* _Problem requirements_
Reproduce exactly, with no other output, every line of the data below from the line containing "Would you be able to indicate the shirt" to the end, inclusive.

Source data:
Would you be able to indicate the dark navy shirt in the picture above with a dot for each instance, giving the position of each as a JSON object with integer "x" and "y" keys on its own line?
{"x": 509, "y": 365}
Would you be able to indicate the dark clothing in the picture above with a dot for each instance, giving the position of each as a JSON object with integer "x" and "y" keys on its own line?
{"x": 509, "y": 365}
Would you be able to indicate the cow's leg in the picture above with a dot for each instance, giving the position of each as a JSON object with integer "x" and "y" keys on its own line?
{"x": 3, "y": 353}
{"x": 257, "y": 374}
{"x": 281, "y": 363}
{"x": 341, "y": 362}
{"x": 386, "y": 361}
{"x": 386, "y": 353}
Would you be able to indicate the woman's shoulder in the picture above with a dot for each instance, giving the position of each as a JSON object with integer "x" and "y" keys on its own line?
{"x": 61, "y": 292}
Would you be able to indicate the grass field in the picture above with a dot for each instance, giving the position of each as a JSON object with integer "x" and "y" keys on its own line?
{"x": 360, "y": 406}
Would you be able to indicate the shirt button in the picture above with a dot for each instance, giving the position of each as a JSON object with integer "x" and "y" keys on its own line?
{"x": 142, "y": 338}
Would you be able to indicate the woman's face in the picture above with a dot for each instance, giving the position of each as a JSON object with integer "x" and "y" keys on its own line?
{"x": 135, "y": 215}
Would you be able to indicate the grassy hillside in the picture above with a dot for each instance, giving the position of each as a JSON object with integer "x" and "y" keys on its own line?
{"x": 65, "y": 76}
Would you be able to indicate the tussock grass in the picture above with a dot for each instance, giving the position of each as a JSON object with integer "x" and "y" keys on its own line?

* _Complete response_
Would you be able to indicate the shirt button in the picture above with a dot for each instance, giving the position of each as a JSON object with integer "x" and "y" keys on its own line?
{"x": 142, "y": 338}
Would you be able to indicate the woman's face in the picture above with a dot for each instance, giving the position of each as a JSON object with integer "x" and "y" keys on its own line?
{"x": 135, "y": 215}
Would you be able to indicate the grassy hillside in the picture above with a dot for each instance, giving the position of each as a JSON object with integer "x" and "y" keys on its own line?
{"x": 65, "y": 76}
Would you be able to indicate the tussock grass in the picture above with a dot for each instance, giving the position of each as a JSON object with integer "x" and "y" keys on its own line?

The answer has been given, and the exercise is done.